What is being asked: In the entries below, the line with "Please drop a marker on the parked" marks the start. Return it and every following line exactly, ending with the last.

Referring expression pointing data:

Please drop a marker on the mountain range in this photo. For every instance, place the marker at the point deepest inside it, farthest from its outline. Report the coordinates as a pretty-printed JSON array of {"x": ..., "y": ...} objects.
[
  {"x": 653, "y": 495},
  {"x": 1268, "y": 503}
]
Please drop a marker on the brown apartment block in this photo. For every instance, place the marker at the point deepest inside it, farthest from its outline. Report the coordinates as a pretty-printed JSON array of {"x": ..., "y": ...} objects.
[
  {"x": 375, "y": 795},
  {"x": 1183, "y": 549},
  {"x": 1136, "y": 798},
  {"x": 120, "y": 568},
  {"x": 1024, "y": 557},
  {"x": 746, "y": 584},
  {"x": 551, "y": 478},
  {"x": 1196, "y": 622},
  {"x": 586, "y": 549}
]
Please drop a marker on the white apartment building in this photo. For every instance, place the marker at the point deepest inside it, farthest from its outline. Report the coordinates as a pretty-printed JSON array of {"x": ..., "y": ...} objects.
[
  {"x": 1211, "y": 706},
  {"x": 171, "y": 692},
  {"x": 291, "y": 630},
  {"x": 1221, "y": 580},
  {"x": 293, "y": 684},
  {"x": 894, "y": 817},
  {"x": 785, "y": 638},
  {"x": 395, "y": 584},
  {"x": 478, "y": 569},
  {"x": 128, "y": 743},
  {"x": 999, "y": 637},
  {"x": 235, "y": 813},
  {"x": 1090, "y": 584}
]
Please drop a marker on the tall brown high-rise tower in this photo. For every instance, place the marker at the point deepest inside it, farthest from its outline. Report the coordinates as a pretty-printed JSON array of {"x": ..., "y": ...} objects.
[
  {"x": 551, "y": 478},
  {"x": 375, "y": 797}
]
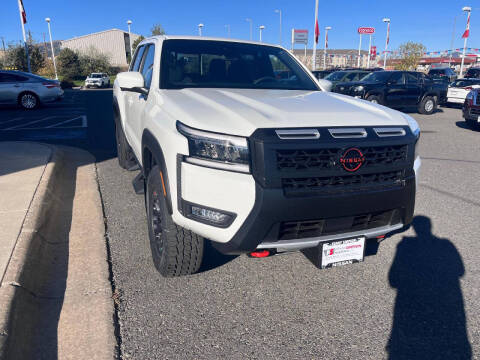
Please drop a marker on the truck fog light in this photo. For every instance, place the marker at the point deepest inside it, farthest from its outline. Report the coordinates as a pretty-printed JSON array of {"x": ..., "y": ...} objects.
[{"x": 207, "y": 215}]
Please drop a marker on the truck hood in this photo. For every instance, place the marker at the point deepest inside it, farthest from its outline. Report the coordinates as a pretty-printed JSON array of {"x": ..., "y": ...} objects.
[{"x": 242, "y": 111}]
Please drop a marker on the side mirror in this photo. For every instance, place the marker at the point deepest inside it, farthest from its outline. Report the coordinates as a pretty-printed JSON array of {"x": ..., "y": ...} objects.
[{"x": 132, "y": 81}]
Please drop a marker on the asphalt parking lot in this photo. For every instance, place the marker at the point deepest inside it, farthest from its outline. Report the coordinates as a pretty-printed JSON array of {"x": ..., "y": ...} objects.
[{"x": 417, "y": 298}]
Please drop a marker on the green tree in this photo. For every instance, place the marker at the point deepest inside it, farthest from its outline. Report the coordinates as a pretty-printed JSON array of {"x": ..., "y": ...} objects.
[
  {"x": 410, "y": 55},
  {"x": 16, "y": 58},
  {"x": 68, "y": 64},
  {"x": 136, "y": 42},
  {"x": 157, "y": 29}
]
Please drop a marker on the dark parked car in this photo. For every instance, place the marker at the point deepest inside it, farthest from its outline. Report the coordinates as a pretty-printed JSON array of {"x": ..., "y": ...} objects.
[
  {"x": 473, "y": 73},
  {"x": 398, "y": 89},
  {"x": 471, "y": 108},
  {"x": 446, "y": 74}
]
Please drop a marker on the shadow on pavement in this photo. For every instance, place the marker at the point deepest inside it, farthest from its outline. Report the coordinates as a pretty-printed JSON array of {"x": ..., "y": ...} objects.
[
  {"x": 429, "y": 315},
  {"x": 464, "y": 125}
]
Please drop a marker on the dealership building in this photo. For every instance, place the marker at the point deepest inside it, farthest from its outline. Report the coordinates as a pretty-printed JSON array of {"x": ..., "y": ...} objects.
[{"x": 114, "y": 43}]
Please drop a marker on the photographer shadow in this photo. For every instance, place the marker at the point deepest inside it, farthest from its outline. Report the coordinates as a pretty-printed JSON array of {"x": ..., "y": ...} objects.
[{"x": 429, "y": 315}]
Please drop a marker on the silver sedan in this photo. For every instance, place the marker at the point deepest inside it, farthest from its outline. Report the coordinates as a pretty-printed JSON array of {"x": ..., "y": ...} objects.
[{"x": 28, "y": 90}]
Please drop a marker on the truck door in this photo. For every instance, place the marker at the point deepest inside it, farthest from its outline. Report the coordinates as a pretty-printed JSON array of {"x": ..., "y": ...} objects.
[
  {"x": 395, "y": 90},
  {"x": 414, "y": 89}
]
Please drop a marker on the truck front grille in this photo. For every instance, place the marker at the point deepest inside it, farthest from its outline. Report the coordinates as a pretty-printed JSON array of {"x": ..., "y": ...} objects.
[
  {"x": 316, "y": 228},
  {"x": 344, "y": 183},
  {"x": 311, "y": 159}
]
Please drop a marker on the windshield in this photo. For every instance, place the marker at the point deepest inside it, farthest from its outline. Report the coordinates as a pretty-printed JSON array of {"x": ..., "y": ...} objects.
[
  {"x": 378, "y": 76},
  {"x": 221, "y": 64},
  {"x": 336, "y": 76}
]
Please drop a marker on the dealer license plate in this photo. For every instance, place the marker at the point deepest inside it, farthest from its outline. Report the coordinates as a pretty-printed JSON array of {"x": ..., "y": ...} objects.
[{"x": 342, "y": 252}]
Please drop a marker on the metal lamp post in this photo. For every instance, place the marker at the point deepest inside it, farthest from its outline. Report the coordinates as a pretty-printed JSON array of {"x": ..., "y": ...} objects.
[
  {"x": 468, "y": 10},
  {"x": 280, "y": 28},
  {"x": 387, "y": 40},
  {"x": 326, "y": 47},
  {"x": 129, "y": 22},
  {"x": 51, "y": 45},
  {"x": 262, "y": 27},
  {"x": 251, "y": 28}
]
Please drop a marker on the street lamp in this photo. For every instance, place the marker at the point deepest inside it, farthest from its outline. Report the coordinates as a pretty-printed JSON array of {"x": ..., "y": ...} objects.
[
  {"x": 51, "y": 45},
  {"x": 280, "y": 29},
  {"x": 261, "y": 29},
  {"x": 129, "y": 22},
  {"x": 387, "y": 40},
  {"x": 468, "y": 10},
  {"x": 251, "y": 28},
  {"x": 326, "y": 47}
]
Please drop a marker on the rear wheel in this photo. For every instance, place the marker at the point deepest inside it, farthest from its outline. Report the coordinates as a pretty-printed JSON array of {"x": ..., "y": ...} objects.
[
  {"x": 427, "y": 106},
  {"x": 28, "y": 101},
  {"x": 175, "y": 250}
]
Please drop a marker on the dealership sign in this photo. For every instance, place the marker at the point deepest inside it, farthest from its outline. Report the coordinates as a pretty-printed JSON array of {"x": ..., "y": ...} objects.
[
  {"x": 366, "y": 30},
  {"x": 299, "y": 36}
]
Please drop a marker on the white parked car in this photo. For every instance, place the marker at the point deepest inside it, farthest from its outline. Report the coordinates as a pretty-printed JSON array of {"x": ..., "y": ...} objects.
[
  {"x": 256, "y": 164},
  {"x": 459, "y": 89},
  {"x": 97, "y": 80}
]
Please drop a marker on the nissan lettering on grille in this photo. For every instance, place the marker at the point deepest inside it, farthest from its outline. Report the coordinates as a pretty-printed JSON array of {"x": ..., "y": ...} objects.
[{"x": 352, "y": 159}]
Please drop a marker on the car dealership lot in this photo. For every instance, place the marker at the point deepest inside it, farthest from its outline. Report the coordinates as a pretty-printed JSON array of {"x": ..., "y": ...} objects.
[
  {"x": 418, "y": 297},
  {"x": 423, "y": 296}
]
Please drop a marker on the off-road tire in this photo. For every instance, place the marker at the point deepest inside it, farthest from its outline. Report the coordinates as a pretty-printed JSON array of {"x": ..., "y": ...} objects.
[
  {"x": 427, "y": 106},
  {"x": 28, "y": 101},
  {"x": 374, "y": 99},
  {"x": 124, "y": 153},
  {"x": 175, "y": 250}
]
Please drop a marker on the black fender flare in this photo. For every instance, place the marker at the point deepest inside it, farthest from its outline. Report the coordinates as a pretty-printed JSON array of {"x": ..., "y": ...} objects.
[{"x": 150, "y": 143}]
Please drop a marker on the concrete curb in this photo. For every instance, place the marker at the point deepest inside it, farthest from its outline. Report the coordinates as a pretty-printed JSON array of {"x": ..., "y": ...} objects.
[{"x": 51, "y": 307}]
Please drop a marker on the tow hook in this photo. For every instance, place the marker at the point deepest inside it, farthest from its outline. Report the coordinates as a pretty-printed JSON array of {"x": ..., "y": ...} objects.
[{"x": 259, "y": 253}]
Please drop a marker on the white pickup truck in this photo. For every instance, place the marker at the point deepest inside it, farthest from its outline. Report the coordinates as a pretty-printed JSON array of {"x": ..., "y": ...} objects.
[{"x": 256, "y": 163}]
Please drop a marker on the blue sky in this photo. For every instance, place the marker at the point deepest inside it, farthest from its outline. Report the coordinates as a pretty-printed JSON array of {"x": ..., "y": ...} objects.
[{"x": 429, "y": 22}]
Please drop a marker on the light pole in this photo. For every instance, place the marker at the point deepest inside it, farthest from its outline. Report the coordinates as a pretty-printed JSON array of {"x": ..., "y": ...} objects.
[
  {"x": 280, "y": 29},
  {"x": 326, "y": 47},
  {"x": 261, "y": 29},
  {"x": 129, "y": 22},
  {"x": 387, "y": 40},
  {"x": 465, "y": 35},
  {"x": 51, "y": 45},
  {"x": 251, "y": 28}
]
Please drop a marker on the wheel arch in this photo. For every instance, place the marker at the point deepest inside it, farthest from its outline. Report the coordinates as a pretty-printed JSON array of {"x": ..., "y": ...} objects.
[{"x": 152, "y": 155}]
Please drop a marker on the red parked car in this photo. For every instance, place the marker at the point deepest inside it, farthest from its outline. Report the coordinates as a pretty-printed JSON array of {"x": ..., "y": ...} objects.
[{"x": 471, "y": 108}]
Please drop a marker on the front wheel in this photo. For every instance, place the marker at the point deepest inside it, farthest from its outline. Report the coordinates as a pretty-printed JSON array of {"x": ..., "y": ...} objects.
[
  {"x": 175, "y": 250},
  {"x": 427, "y": 106}
]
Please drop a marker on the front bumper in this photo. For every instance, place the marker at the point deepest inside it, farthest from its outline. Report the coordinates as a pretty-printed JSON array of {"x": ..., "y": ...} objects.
[{"x": 266, "y": 209}]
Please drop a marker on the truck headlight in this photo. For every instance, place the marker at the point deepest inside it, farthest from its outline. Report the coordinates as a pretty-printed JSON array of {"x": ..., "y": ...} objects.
[{"x": 219, "y": 151}]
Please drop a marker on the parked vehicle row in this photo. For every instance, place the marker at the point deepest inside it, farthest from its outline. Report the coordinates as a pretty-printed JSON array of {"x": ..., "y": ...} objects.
[{"x": 27, "y": 90}]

Finished exercise:
Please drop a marker on the parked vehicle row in this photo. For every instance, place the marker at the point deepest inside it, farthest from its outline. Report the coordinates as a pretty-printed JSON array of {"x": ..., "y": ...} objects.
[{"x": 27, "y": 90}]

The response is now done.